> WHAT TO DO
Can you transcribe the records below exactly, from the line with "Task: for every instance of the pillow sham, drop" up to and including the last line of the records, leaving the pictures out of your answer?

> ENTRIES SUPPLIED
▬▬▬▬▬▬
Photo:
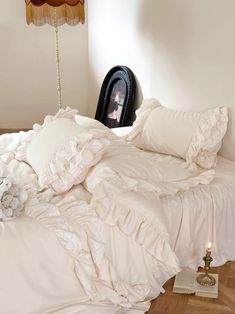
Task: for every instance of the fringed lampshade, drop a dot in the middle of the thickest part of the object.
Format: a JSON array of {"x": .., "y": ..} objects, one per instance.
[
  {"x": 55, "y": 13},
  {"x": 40, "y": 12}
]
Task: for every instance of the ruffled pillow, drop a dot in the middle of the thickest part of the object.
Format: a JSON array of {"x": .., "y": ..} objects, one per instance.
[
  {"x": 22, "y": 147},
  {"x": 62, "y": 153},
  {"x": 193, "y": 136}
]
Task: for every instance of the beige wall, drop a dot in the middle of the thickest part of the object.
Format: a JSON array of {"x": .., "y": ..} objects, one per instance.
[
  {"x": 28, "y": 71},
  {"x": 181, "y": 51}
]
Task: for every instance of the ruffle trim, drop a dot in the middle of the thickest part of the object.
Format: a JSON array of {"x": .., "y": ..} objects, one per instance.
[
  {"x": 82, "y": 234},
  {"x": 208, "y": 139},
  {"x": 162, "y": 188},
  {"x": 70, "y": 164},
  {"x": 62, "y": 113},
  {"x": 151, "y": 236}
]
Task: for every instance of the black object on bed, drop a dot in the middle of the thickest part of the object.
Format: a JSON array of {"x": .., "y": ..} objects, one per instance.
[{"x": 116, "y": 99}]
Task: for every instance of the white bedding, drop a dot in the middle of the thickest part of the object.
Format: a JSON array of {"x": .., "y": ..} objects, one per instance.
[{"x": 108, "y": 250}]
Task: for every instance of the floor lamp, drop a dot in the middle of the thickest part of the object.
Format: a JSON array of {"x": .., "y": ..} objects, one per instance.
[{"x": 55, "y": 13}]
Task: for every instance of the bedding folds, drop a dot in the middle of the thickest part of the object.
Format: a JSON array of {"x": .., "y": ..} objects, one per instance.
[{"x": 109, "y": 237}]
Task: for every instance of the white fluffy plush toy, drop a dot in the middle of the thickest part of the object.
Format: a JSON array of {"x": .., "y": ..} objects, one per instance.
[{"x": 12, "y": 199}]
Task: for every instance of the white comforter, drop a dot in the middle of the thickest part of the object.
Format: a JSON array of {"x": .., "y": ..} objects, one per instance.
[{"x": 101, "y": 249}]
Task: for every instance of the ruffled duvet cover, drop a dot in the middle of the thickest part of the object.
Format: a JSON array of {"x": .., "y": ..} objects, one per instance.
[{"x": 99, "y": 248}]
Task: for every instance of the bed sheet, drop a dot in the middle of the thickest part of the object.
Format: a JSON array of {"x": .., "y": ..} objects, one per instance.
[
  {"x": 134, "y": 228},
  {"x": 202, "y": 214}
]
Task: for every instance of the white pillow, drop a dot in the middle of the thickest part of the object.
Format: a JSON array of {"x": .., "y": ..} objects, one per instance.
[
  {"x": 22, "y": 148},
  {"x": 62, "y": 153},
  {"x": 193, "y": 136}
]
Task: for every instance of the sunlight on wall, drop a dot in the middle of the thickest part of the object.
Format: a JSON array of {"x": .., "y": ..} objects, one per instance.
[{"x": 182, "y": 52}]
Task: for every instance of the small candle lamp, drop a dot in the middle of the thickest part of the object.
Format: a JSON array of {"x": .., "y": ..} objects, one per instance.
[{"x": 206, "y": 279}]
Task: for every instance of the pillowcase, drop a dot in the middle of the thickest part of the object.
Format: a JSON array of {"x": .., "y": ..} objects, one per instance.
[
  {"x": 62, "y": 153},
  {"x": 22, "y": 147},
  {"x": 193, "y": 136}
]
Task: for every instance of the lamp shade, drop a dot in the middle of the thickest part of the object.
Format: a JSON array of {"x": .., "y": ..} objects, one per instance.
[{"x": 40, "y": 12}]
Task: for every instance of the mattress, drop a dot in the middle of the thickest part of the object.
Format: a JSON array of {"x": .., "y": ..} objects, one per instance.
[
  {"x": 205, "y": 213},
  {"x": 202, "y": 214}
]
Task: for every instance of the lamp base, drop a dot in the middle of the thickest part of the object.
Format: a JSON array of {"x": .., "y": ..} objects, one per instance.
[{"x": 205, "y": 280}]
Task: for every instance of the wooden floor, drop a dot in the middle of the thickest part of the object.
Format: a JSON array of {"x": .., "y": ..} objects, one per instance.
[{"x": 171, "y": 303}]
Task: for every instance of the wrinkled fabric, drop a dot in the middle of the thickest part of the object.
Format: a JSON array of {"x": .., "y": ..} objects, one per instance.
[{"x": 112, "y": 241}]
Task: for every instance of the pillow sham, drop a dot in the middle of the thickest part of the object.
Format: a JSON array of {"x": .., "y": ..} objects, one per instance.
[
  {"x": 22, "y": 147},
  {"x": 62, "y": 153},
  {"x": 192, "y": 135}
]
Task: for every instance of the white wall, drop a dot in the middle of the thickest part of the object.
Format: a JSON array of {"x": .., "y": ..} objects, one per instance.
[
  {"x": 182, "y": 52},
  {"x": 28, "y": 71}
]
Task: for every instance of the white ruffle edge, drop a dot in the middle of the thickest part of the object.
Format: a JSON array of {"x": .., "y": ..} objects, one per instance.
[
  {"x": 69, "y": 165},
  {"x": 22, "y": 148},
  {"x": 152, "y": 236},
  {"x": 82, "y": 233},
  {"x": 208, "y": 139}
]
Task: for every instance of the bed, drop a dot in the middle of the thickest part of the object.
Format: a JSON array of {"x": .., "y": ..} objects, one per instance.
[{"x": 105, "y": 232}]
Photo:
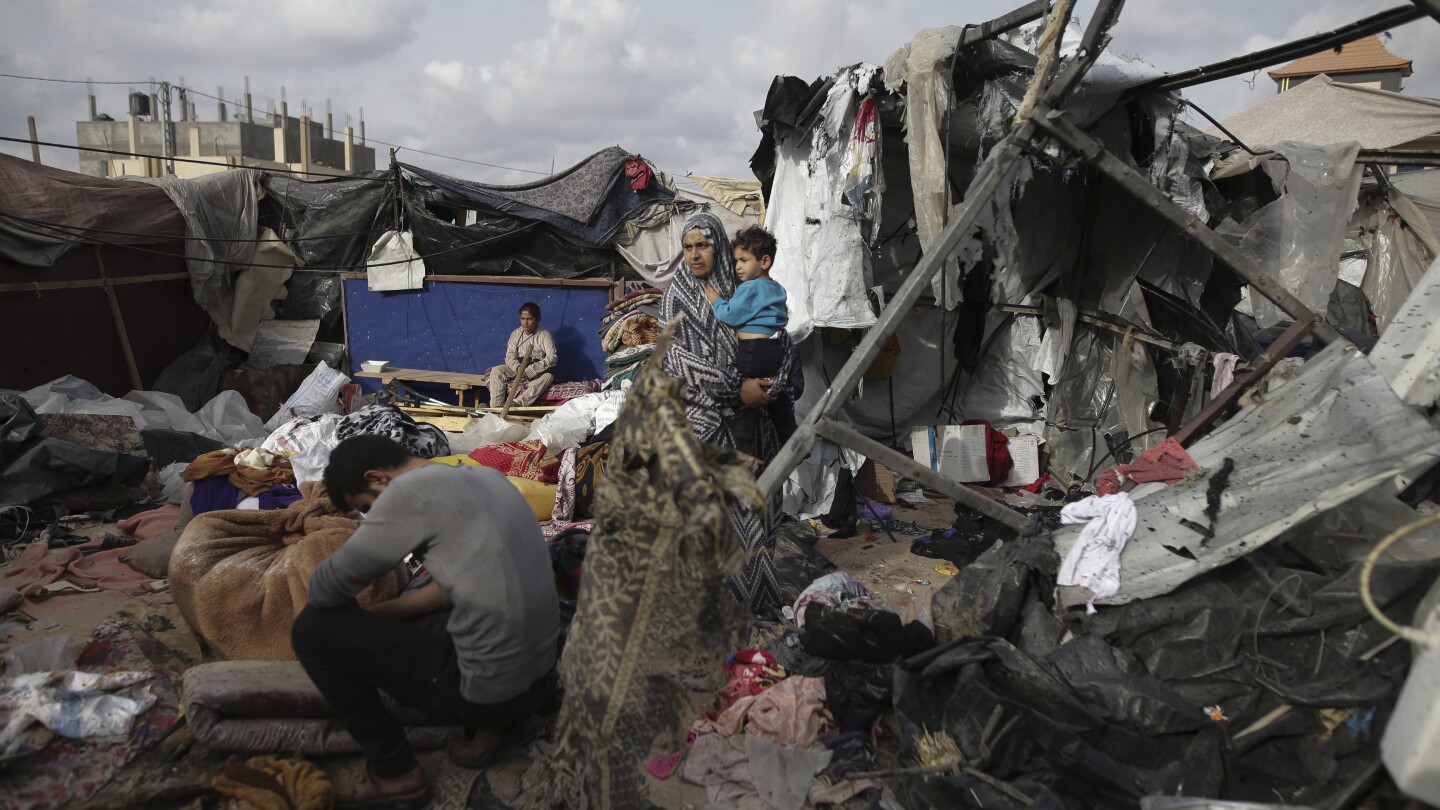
▬▬▬▬▬▬
> FULL OUTPUT
Task: for every instance of the pillow sham, drop a dot in the middle of the thickest part of the object.
Format: a JSON array of {"x": .., "y": ..} objects, one per instance.
[
  {"x": 22, "y": 147},
  {"x": 62, "y": 153},
  {"x": 192, "y": 135}
]
Task: for every instance of the white wall, drop a dot in the middle of the thickest part of the object.
Format: a JSON array of {"x": .., "y": ..} objects, one per instance.
[
  {"x": 182, "y": 52},
  {"x": 28, "y": 71}
]
Task: for every instance of the white ruffle edge, drop a dot in the middle of the thickest part of the object.
Format: a JSON array of {"x": .., "y": ..} objects, one per instance.
[
  {"x": 69, "y": 165},
  {"x": 22, "y": 148},
  {"x": 152, "y": 236},
  {"x": 82, "y": 233},
  {"x": 208, "y": 139}
]
Task: for every instance of the bed, drop a dot in the middle of the thickest part of the object.
Format: a JSON array of {"x": .., "y": ..} objects, one per instance.
[{"x": 105, "y": 232}]
Photo:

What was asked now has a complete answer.